### [Exercise]
Restate every record word for word, without the pictures.

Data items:
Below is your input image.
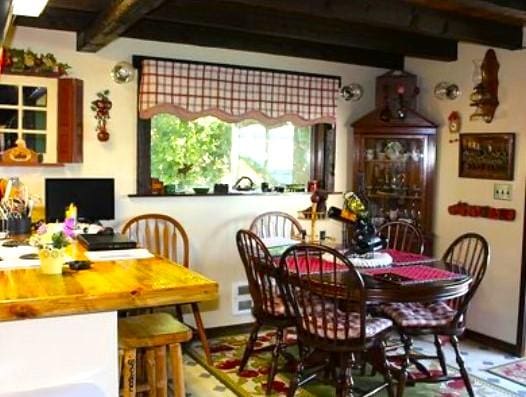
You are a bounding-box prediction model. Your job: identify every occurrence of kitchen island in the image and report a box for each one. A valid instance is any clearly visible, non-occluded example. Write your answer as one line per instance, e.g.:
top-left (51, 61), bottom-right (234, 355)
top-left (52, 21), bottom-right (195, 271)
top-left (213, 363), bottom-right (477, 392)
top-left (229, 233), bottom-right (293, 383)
top-left (0, 244), bottom-right (218, 395)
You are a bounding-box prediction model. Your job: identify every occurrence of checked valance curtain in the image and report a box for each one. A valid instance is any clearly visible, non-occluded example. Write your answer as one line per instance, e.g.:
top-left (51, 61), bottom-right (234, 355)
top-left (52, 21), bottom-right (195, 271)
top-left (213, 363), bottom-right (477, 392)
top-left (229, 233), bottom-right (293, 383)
top-left (138, 58), bottom-right (340, 126)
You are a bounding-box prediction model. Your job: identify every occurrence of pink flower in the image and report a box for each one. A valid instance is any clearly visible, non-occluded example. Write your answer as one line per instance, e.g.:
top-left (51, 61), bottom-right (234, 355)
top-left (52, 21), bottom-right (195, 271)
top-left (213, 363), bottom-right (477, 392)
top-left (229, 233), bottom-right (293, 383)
top-left (37, 223), bottom-right (47, 235)
top-left (63, 217), bottom-right (76, 238)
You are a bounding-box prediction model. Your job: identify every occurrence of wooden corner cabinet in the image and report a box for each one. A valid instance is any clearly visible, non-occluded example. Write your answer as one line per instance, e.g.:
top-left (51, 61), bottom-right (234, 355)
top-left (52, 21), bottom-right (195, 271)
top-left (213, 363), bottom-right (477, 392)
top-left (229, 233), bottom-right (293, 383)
top-left (58, 78), bottom-right (83, 163)
top-left (352, 108), bottom-right (437, 253)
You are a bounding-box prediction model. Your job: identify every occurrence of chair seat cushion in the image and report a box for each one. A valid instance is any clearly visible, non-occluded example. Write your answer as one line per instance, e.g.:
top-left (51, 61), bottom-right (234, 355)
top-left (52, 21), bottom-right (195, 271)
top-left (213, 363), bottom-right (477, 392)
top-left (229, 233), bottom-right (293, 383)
top-left (378, 302), bottom-right (457, 328)
top-left (306, 311), bottom-right (392, 340)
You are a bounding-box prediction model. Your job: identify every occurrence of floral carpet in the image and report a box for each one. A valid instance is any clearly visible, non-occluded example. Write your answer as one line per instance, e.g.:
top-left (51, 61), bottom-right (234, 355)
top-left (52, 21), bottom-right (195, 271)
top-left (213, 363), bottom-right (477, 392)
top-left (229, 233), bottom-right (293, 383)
top-left (186, 330), bottom-right (518, 396)
top-left (488, 359), bottom-right (526, 388)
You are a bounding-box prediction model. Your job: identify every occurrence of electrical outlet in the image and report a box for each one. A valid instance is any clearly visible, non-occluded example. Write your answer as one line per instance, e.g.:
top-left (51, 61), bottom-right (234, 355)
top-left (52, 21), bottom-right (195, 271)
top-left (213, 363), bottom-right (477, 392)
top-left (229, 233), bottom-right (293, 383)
top-left (494, 183), bottom-right (512, 201)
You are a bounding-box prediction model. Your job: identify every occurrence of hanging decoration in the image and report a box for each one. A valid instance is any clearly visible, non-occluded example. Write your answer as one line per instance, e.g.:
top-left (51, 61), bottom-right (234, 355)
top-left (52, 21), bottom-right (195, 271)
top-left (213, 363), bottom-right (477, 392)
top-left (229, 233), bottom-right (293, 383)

### [Solution to this exercise]
Below is your input image.
You are a bounding-box prediction model. Your job: identify every occurrence of kitchen island in the image and report a box for each one. A valid instance is any clearly visible, non-occluded example. Write your answer as one line per instance, e.g.:
top-left (51, 61), bottom-right (234, 355)
top-left (52, 21), bottom-right (195, 271)
top-left (213, 363), bottom-right (477, 392)
top-left (229, 233), bottom-right (293, 383)
top-left (0, 244), bottom-right (218, 395)
You are a bounding-box prediction model. Your job: identify every occurrence of checked valance curtain in the image and report a box for each one. A valid instance is any clearly visible, non-occluded example. Write your answer as one line per instance, e.g.:
top-left (51, 61), bottom-right (234, 355)
top-left (52, 21), bottom-right (195, 271)
top-left (213, 363), bottom-right (477, 392)
top-left (229, 233), bottom-right (293, 383)
top-left (138, 58), bottom-right (340, 126)
You are a bounding-box prediction model. Your job: identify every occurrence of pink flower in the image and report a box for each one. A valid instance is any clearly visible, non-occluded example. Write your answer as one line per instance, e.g.:
top-left (51, 61), bottom-right (234, 355)
top-left (52, 21), bottom-right (195, 271)
top-left (213, 363), bottom-right (477, 392)
top-left (229, 233), bottom-right (293, 383)
top-left (37, 223), bottom-right (47, 235)
top-left (63, 217), bottom-right (76, 238)
You are a bounding-box prediction model. Your job: identify every occurrence of wooden corner cabinet in the image and report a box for each one. A valid instance is any clearly visible, non-occluded example. Write your answer as one line per instance, e.g.:
top-left (51, 61), bottom-right (234, 355)
top-left (52, 21), bottom-right (195, 271)
top-left (213, 363), bottom-right (477, 392)
top-left (229, 233), bottom-right (293, 383)
top-left (58, 78), bottom-right (83, 163)
top-left (352, 108), bottom-right (437, 253)
You are a bounding-box prediction model. Your job: identify every occurrence of chair seat cushion in the image and report a box for each one. A valid instance is any clearly visible, non-occluded example. Write your answer as one line per instance, e.g.:
top-left (51, 61), bottom-right (234, 355)
top-left (52, 21), bottom-right (195, 271)
top-left (213, 363), bottom-right (477, 392)
top-left (229, 233), bottom-right (293, 383)
top-left (378, 302), bottom-right (457, 328)
top-left (306, 311), bottom-right (392, 340)
You are a bounding-box prediction model. Your job: identify every occurrence of floral carpet in the image and report a box for each one. A valid instance is any clearly visible, non-occluded example. Write your answer as one line per instance, e.g.:
top-left (51, 61), bottom-right (234, 355)
top-left (52, 21), bottom-right (195, 271)
top-left (213, 363), bottom-right (477, 392)
top-left (229, 233), bottom-right (293, 383)
top-left (186, 330), bottom-right (518, 396)
top-left (488, 359), bottom-right (526, 388)
You are a bounding-box prediction model. Your job: identify every occurrence of electrical outlet in the image and report a box for each one. A valid instance is any clearly visible, non-occluded example. Write your answer as one line per instance, e.g.:
top-left (51, 61), bottom-right (234, 355)
top-left (52, 21), bottom-right (195, 271)
top-left (213, 363), bottom-right (477, 392)
top-left (229, 233), bottom-right (293, 383)
top-left (494, 183), bottom-right (512, 201)
You are a bounding-box prediction model. Your job: identify every occurrence of hanging decoration in the image and report a box for each one. A valid instance is any clearly visible, non-occluded example. Write your answer as one line per instance, e.g.:
top-left (51, 61), bottom-right (234, 355)
top-left (52, 21), bottom-right (195, 271)
top-left (213, 363), bottom-right (477, 392)
top-left (229, 233), bottom-right (293, 383)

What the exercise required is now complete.